§ **Data listing**

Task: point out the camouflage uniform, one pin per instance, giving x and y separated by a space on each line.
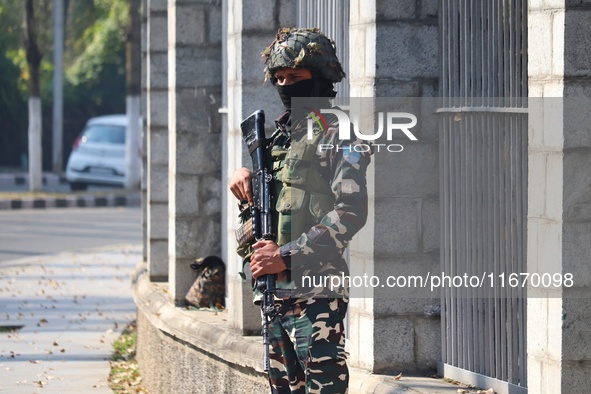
307 335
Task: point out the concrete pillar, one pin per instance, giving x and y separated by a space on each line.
394 53
194 172
157 139
144 135
252 26
559 218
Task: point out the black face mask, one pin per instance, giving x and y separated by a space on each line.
298 89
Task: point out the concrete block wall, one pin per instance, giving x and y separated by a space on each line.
252 26
559 219
156 118
576 231
396 55
194 138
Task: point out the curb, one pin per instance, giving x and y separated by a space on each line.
73 202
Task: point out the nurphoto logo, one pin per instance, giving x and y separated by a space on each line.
395 122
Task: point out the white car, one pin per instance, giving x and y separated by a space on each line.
98 154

§ **Exercise**
Please give the data again unaltered, leaving out any images.

§ **Result of this exercise**
Task: point out the camouflage uniform, one pin per instance, giving x and y separated by a space on each line.
307 335
Task: point out the concrete pillar, one pin per instance, giving x and y separated by a space on each line.
394 53
194 172
157 139
144 135
252 26
559 218
Task: point out the black face mask, one pin per instance, giving x and y separated by a space on each line.
298 89
Task: point out the concrete block wall, one pin per instance, giving x and y separated by a space on each line.
252 26
559 219
156 118
576 231
396 55
194 138
Task: point out the curb, one pin per instance, giving x and y separated by a space on each line.
73 202
Task: point out the nurphoto logo, one pin per instance, giving x and y separated by a space on each line.
395 122
Task: point out the white car, one pin per instance, giving x and y separated by a space on each line.
98 154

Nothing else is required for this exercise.